== AVAILABLE RECORDS

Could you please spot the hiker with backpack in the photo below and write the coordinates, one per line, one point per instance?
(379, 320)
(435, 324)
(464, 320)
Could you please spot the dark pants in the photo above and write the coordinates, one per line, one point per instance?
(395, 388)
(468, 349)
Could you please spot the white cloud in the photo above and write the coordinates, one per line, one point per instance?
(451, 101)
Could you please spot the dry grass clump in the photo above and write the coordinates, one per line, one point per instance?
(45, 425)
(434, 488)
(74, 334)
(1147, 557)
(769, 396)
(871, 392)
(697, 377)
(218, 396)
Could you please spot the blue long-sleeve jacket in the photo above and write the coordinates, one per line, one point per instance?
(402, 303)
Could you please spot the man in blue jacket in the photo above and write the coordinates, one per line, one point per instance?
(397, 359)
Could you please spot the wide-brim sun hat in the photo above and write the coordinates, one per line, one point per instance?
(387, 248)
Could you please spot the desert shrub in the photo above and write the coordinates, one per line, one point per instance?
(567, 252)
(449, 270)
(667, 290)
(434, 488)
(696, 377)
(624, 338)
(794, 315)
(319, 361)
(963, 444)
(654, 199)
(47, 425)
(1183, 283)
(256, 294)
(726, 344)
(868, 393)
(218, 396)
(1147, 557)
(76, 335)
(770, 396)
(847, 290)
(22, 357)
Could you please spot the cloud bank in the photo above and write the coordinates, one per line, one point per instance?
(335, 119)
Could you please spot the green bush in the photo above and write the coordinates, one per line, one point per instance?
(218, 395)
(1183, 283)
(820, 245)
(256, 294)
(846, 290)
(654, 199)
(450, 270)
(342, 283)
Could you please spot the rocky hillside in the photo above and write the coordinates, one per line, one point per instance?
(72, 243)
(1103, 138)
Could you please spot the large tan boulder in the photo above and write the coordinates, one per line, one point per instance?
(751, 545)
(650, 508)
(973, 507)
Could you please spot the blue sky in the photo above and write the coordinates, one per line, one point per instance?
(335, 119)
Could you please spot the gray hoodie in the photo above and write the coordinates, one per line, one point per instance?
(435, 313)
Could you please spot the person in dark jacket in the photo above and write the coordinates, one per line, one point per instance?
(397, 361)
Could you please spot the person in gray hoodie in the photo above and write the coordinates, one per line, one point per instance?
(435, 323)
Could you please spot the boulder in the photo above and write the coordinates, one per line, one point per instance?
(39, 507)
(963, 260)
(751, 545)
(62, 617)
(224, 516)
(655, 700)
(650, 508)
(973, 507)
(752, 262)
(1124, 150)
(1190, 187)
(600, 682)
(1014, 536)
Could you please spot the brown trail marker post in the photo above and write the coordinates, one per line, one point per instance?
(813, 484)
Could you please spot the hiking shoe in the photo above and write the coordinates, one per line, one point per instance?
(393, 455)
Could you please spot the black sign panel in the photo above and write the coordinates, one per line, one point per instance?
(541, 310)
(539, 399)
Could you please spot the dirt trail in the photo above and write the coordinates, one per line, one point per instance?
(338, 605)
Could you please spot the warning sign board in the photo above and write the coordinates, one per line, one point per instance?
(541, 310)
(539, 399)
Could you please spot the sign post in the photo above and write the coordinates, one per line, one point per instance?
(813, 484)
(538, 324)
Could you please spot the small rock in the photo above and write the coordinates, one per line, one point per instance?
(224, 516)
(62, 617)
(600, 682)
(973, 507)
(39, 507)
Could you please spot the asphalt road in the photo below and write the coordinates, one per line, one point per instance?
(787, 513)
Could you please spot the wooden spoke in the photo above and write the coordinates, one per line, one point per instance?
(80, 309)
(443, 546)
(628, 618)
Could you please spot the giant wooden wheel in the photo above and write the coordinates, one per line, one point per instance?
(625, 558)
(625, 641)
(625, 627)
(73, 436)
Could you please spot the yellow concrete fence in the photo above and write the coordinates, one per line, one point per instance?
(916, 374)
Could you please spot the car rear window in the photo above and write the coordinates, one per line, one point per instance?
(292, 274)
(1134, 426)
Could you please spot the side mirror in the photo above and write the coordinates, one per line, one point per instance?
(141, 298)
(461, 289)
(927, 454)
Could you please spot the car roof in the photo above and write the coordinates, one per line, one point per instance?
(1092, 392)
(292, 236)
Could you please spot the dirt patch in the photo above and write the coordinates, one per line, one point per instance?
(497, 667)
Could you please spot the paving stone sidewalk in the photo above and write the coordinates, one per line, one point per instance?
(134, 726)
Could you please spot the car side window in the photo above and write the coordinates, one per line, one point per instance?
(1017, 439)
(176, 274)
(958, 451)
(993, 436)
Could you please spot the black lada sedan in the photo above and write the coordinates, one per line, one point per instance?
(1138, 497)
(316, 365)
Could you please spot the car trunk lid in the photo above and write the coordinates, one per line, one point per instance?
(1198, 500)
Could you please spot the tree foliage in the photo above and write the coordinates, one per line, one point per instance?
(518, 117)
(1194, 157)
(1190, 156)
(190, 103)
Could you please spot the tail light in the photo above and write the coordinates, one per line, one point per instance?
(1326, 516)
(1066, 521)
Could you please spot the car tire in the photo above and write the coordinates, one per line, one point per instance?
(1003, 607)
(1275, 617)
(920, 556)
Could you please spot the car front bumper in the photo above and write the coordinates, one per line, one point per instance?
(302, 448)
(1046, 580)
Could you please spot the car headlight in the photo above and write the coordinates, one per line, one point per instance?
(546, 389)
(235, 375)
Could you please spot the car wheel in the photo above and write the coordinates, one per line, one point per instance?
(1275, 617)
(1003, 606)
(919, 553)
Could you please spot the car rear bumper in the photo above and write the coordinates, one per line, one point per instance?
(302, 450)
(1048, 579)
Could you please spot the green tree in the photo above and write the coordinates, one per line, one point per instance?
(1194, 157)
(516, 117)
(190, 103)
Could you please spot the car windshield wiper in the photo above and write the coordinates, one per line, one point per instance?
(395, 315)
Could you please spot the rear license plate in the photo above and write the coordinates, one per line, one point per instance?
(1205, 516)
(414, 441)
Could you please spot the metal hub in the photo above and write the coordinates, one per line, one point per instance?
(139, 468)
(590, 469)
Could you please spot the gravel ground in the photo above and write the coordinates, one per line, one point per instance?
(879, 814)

====

WHAT YOU NEED TO DO: Reproduce all of the data exactly as given.

REPLY:
Could you please spot the hiker with backpack in the photo below and write the coordinates, one per line, one point per instance?
(379, 320)
(435, 324)
(464, 320)
Could you please spot the dark pants in the photo above and write the coordinates, one per line, one point per instance?
(395, 388)
(468, 349)
Could you please spot the white cloud in the photo above and write the coordinates, one per line, one point per instance?
(451, 101)
Could you please spot the dry grass clump in the photo above and write the coordinates, one per line, one point per instance?
(45, 425)
(434, 488)
(74, 334)
(1147, 557)
(769, 396)
(871, 392)
(697, 377)
(218, 396)
Could you please spot the blue long-sleeve jacket in the photo above and write the coordinates, one per line, one point per instance?
(402, 303)
Could you please spot the man in blue jacket in the photo above and write the coordinates, one per line, one point per instance?
(397, 359)
Could you please spot the wide-brim sun hat in the photo above and write the coordinates, one per line, one point per instance?
(387, 248)
Could you please spot the desert shrub in the photo above and write the coordinates, one per line, one point per instance?
(567, 252)
(449, 270)
(667, 290)
(434, 488)
(696, 377)
(624, 338)
(794, 315)
(319, 361)
(963, 444)
(654, 199)
(47, 425)
(1183, 283)
(256, 294)
(726, 344)
(868, 393)
(218, 396)
(1147, 557)
(76, 335)
(770, 396)
(847, 290)
(22, 357)
Could you please spot the cloud bank in the photo above and write the coordinates, one per line, one point per instance?
(335, 119)
Could you please spot the green bush in the photo above and write the coordinates, one per line, one point per instance?
(218, 395)
(1183, 283)
(820, 245)
(256, 294)
(846, 290)
(654, 199)
(450, 270)
(342, 283)
Could you please spot the rocky hillside in the photo above and write the coordinates, one per line, one point per instance?
(72, 243)
(1103, 138)
Could you please spot the large tan boulder in the photo above and write the coordinates, one per line, one point per instance?
(751, 545)
(650, 508)
(973, 507)
Could you please spot the blue sky in the photo above and write the coordinates, one per line, one point per instance?
(335, 119)
Could you please spot the gray hoodie in the photo above and write the coordinates, one per line, one point per instance?
(435, 313)
Could you please spot the person in dark jacket in the photo above and write the coordinates, one per line, one point per instance?
(397, 361)
Could you please spot the person in gray hoodie in the photo above and write the coordinates, one per line, one point per instance?
(435, 323)
Could you please spot the boulder in the photo above and write the coordinates, one per line, one point per instance?
(39, 507)
(963, 260)
(751, 545)
(62, 617)
(224, 516)
(655, 700)
(650, 508)
(973, 507)
(752, 262)
(1124, 150)
(1190, 187)
(600, 682)
(1014, 536)
Could you please spot the brown trail marker post in the photo above and write the coordinates, one per line, one point per instance?
(813, 484)
Could you please spot the hiking shoe in the photo above and write the coordinates, one per line, one point per instance?
(393, 455)
Could you please spot the black sign panel in the photo above and write the coordinates, one per line, one point per instance?
(541, 310)
(539, 399)
Could you please spot the dirt trail in the photo above and write the coordinates, one per line, one point per instance?
(338, 605)
Could you please spot the warning sign board in the photo above and write the coordinates, one per line, one point per instance?
(541, 310)
(539, 399)
Could you please spot the sign post in the photo above and write the coordinates, one per line, one point per instance?
(813, 484)
(538, 324)
Could you please spot the small rock in the photo above and write the coordinates, one per line, one point per instance?
(224, 516)
(62, 617)
(600, 682)
(973, 507)
(39, 507)
Could you please spot the asphalt road in the photo below and write the coordinates, one per line, one point per instance?
(787, 513)
Could you please spot the wooden spoke in the photo above and write the coordinates, one per line, one point per instance?
(80, 309)
(443, 546)
(628, 618)
Could you please spot the giant wooden wheel in the photo above and write the coordinates, one per line, one point per instance?
(625, 558)
(625, 641)
(625, 627)
(73, 436)
Could you please spot the yellow concrete fence in the photo above and write the coordinates, one per line, one point per instance?
(916, 374)
Could you please spot the car rear window in the photo above and write the coordinates, one per line, one point per instance?
(292, 274)
(1134, 426)
Could you please spot the side mirror in the photo above and write the coordinates, one per line, one point per instance?
(141, 298)
(461, 289)
(927, 454)
Could you please spot the car roof in the photo above and write the coordinates, one per line, one point per instance?
(1092, 392)
(292, 236)
Could you please spot the dirt patch in the photo above and write the coordinates, one per line, one point per instance?
(497, 667)
Could you please spot the paving stone sidewalk in the photo above and write the coordinates, one per line, one point per instance?
(134, 726)
Could you please spot the car side window in the photo above and write the coordinates, one per line, one point per instance?
(1017, 439)
(176, 274)
(958, 451)
(993, 436)
Could you please spot the black lada sedan in the photo above and write the coordinates, one per line, one point per instance?
(1138, 497)
(316, 365)
Could you please spot the car trunk lid in the photo above and write the coordinates, one per line, one point per instance?
(1198, 500)
Could you please spot the tree foliage in the photo above and write the coordinates, one per line, one point per instance?
(518, 117)
(1194, 157)
(1190, 156)
(190, 103)
Could you please spot the tail light in the photo above and write the coordinates, one per line, one point per instance?
(1326, 516)
(1066, 521)
Could you please spot the car tire in the photo above and write the coordinates, one per line, one point per instance?
(1003, 607)
(1275, 617)
(920, 556)
Could you please spot the car front bumper in the photo above and write the coordinates, one per line, one point per instance?
(302, 448)
(1046, 580)
Could you please spot the car headlight in the photo above and write the coordinates, one per line, one point per instance?
(546, 389)
(235, 375)
Could you please spot the car wheel in the photo above and write the coordinates, one per line, one point per instance?
(1275, 617)
(1003, 606)
(919, 553)
Could you please spot the car rear bumper in the photo above and write the coordinates, one per line, one point per instance?
(302, 450)
(1048, 579)
Could you please spot the green tree in the photo above and write the coordinates, one per line, one point per instance?
(1194, 157)
(516, 117)
(190, 103)
Could you please spot the car windshield wiper in the photo above and write the coordinates, one per line, one point per instance?
(395, 315)
Could you please spot the rear license plate in the photo above and write the coordinates, one per line, one point per instance?
(1205, 516)
(414, 441)
Could you please spot the metal hub in the photo above and write the coordinates, one per line, one point per instance?
(139, 468)
(590, 469)
Could you please spot the gravel ground in the photo above and write the coordinates, one per line, one point per instance?
(879, 814)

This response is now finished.